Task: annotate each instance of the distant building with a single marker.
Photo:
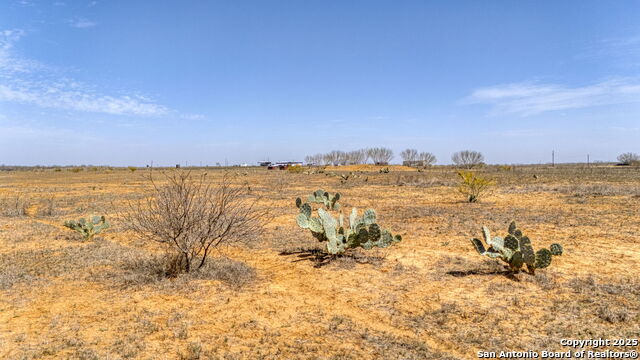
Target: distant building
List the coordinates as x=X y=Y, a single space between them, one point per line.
x=284 y=165
x=415 y=163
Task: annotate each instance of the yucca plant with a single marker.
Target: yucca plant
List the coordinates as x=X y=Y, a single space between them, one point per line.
x=473 y=186
x=89 y=227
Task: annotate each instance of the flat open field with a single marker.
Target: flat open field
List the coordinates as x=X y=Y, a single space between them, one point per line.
x=430 y=296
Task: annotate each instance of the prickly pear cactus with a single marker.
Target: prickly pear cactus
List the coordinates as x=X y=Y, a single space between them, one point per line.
x=362 y=231
x=515 y=249
x=89 y=227
x=556 y=249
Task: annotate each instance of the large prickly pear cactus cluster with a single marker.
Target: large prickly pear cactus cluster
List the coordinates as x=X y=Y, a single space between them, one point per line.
x=322 y=197
x=515 y=249
x=362 y=231
x=88 y=228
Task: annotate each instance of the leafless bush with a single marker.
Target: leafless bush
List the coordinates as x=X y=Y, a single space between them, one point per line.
x=409 y=155
x=192 y=216
x=467 y=158
x=427 y=158
x=16 y=206
x=48 y=208
x=628 y=158
x=380 y=155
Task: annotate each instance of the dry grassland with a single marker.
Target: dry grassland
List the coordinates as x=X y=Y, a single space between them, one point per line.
x=429 y=297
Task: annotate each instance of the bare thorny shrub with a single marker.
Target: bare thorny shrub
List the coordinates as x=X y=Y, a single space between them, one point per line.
x=193 y=215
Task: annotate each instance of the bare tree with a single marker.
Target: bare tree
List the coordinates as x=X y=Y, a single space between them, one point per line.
x=467 y=158
x=427 y=158
x=192 y=216
x=409 y=155
x=628 y=158
x=380 y=155
x=341 y=158
x=357 y=156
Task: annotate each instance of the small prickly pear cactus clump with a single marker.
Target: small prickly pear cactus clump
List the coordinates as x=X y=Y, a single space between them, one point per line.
x=515 y=249
x=362 y=231
x=322 y=197
x=88 y=228
x=556 y=249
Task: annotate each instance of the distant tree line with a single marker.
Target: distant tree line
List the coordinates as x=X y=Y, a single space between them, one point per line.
x=412 y=157
x=382 y=155
x=378 y=155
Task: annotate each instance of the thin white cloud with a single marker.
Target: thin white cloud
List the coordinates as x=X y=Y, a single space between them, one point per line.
x=535 y=98
x=25 y=81
x=82 y=23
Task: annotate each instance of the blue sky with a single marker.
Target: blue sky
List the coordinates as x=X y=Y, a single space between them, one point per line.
x=130 y=82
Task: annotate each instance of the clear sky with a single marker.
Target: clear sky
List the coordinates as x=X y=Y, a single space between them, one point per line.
x=127 y=82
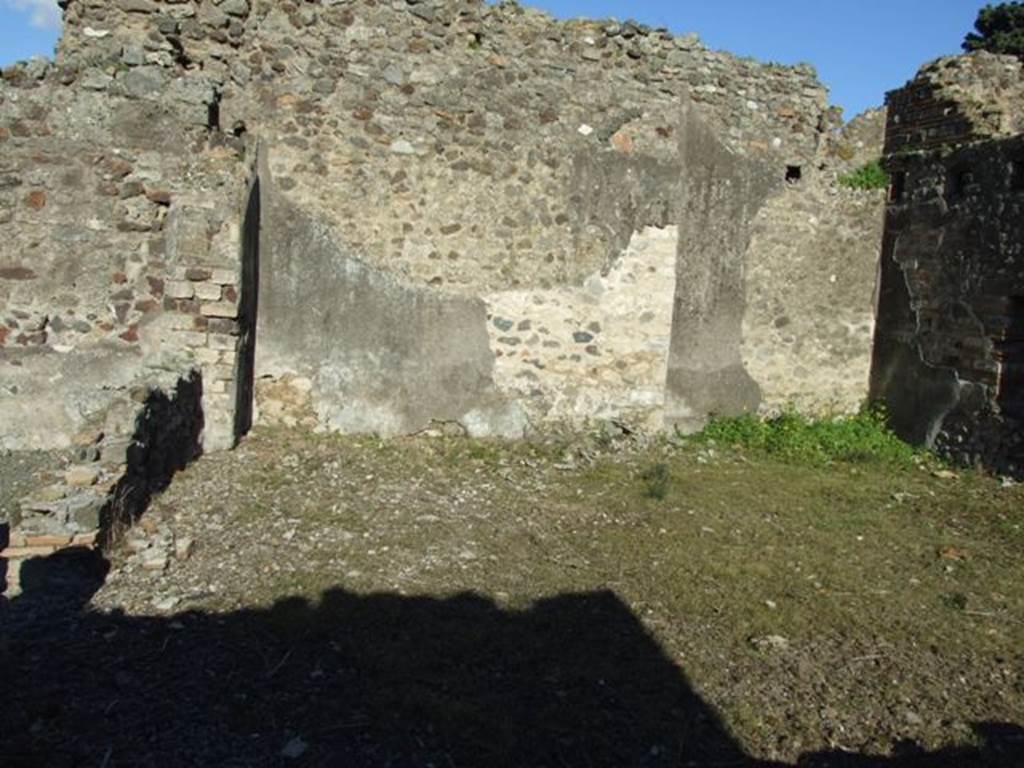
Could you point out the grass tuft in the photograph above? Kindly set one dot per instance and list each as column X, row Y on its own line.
column 862, row 437
column 869, row 176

——

** WHAT YOU SHOULD DO **
Within the records above, each line containing "building" is to be returned.

** FINAL ANSWER **
Task: annotate each instance of the distant building with a single marker.
Target: distant building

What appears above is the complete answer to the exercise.